(Object location annotation data)
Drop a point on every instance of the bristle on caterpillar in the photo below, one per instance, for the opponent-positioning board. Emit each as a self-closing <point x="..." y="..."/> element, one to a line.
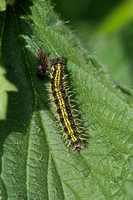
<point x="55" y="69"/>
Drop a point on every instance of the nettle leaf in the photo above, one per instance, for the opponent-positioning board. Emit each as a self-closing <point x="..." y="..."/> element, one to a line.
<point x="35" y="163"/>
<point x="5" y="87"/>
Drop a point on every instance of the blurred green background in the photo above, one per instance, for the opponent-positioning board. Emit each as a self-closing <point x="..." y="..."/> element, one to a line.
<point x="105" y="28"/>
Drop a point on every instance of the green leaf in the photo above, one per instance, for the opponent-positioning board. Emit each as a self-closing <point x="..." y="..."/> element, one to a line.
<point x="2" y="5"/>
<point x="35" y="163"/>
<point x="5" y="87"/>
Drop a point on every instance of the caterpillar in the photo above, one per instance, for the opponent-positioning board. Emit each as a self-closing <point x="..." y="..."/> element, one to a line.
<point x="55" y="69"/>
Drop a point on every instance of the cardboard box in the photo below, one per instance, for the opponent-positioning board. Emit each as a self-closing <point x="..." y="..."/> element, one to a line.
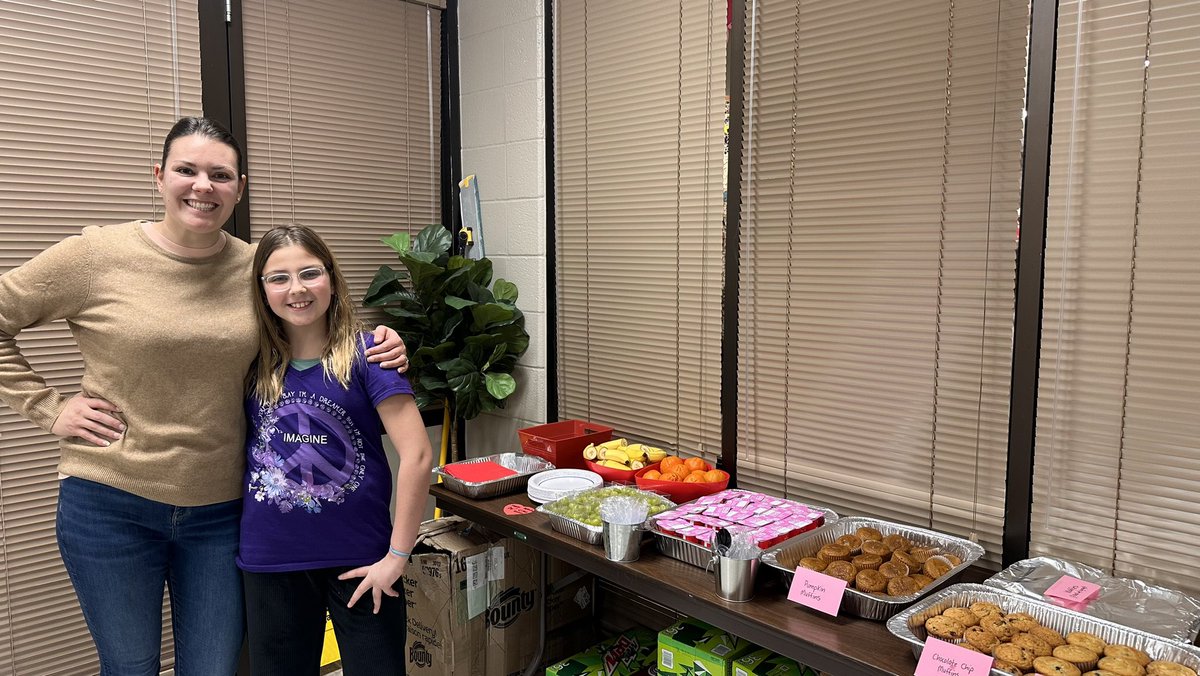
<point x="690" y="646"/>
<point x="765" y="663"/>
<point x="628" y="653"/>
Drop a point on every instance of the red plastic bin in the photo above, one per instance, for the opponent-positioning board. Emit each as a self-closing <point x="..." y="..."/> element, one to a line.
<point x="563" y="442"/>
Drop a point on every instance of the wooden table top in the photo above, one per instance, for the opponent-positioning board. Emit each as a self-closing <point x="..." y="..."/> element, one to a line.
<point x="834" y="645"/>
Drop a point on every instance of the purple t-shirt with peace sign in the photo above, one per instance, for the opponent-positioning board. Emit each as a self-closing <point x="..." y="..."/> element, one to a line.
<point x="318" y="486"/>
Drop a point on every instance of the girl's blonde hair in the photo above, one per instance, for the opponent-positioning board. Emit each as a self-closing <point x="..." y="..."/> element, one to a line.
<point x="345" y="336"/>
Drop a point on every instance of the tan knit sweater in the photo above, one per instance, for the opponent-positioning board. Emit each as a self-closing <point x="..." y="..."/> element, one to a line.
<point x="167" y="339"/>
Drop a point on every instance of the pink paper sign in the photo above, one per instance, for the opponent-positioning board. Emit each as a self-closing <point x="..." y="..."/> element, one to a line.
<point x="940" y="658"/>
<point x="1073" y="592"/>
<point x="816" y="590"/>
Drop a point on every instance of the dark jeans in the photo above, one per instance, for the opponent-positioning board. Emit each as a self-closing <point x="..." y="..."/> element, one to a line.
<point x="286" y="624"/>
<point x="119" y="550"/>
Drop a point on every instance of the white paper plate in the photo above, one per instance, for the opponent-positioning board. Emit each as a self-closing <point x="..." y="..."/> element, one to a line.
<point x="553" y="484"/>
...
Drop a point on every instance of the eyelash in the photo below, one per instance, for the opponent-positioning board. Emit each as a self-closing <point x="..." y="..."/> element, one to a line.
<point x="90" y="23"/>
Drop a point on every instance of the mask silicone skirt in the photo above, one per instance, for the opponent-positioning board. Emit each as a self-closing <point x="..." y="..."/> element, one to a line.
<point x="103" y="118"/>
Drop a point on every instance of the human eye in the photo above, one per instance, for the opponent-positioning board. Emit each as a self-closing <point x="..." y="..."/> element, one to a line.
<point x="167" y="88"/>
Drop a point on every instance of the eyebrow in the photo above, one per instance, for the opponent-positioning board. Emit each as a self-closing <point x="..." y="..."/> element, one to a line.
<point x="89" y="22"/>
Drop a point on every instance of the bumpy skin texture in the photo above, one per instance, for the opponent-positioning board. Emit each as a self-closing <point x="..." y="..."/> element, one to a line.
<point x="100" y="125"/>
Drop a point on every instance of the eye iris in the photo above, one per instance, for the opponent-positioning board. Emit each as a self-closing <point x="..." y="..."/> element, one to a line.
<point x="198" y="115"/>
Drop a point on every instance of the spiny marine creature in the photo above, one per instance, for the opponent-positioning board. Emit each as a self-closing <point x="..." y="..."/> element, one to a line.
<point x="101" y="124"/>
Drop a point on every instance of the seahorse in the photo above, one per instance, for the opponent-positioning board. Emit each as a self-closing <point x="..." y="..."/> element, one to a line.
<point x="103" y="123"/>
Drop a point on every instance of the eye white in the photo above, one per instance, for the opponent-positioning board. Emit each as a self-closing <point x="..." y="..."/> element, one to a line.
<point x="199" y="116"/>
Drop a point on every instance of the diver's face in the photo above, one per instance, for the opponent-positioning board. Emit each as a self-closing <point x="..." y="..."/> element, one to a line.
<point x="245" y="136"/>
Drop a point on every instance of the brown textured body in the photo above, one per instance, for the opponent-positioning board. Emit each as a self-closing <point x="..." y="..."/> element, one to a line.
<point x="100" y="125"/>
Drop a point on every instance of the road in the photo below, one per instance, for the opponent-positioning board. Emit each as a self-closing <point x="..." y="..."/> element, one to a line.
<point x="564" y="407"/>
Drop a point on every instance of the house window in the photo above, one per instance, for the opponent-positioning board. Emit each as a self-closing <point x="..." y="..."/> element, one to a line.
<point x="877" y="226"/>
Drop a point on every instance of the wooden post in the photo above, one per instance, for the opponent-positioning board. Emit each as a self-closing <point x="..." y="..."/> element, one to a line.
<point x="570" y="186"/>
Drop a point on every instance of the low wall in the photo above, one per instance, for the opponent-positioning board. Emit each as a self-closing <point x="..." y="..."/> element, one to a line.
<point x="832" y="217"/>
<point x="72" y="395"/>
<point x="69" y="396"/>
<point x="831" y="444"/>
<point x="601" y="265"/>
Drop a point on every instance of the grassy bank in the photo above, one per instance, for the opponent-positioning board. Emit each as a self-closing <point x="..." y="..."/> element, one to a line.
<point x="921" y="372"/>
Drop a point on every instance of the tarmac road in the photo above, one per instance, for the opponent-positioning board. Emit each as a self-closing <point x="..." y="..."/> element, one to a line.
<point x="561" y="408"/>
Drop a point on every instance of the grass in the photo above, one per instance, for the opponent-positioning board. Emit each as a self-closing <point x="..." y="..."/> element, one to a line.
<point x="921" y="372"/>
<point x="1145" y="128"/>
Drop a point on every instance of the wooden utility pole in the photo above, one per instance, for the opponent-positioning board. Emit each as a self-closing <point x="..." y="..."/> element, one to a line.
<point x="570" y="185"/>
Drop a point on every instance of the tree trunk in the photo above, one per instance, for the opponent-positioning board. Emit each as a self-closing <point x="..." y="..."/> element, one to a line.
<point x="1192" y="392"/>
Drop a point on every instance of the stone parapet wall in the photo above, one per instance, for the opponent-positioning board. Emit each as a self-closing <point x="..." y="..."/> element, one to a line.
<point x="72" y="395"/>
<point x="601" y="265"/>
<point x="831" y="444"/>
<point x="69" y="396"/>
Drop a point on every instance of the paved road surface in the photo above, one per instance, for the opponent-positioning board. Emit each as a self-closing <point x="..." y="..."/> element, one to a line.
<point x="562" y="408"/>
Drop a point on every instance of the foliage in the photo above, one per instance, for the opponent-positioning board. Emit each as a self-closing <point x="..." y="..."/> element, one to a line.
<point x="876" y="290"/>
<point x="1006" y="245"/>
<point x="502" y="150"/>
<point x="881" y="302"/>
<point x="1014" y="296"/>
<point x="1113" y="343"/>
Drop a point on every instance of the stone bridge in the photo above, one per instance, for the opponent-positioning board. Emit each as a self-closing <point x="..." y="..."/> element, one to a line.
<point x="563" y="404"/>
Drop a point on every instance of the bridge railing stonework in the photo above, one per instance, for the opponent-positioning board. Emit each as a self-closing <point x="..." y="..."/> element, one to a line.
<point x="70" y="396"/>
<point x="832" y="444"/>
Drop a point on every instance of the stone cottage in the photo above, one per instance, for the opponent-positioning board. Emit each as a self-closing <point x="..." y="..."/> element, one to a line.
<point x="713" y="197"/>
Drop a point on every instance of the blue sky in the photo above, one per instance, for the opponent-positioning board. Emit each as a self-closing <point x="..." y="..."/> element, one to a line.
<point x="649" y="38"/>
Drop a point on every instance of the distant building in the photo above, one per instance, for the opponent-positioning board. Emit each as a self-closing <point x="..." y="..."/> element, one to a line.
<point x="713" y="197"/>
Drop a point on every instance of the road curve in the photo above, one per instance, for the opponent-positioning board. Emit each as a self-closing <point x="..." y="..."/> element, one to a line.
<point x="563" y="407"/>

Directions → Pick out each line of the listing above that contains the word "leaf", and copy those lines in full.

Response →
Drop a point on every instance of the nettle leaf in the photo above, one per instance, for the opponent-positioning board. Emit each as a self-closing <point x="..." y="..."/> element, one to a line.
Drop a point on every instance of the green leaf in the photo above, one per instance, for the opponent-positioning board. Emit each as a self-closing <point x="..." y="..."/> element, one to a line.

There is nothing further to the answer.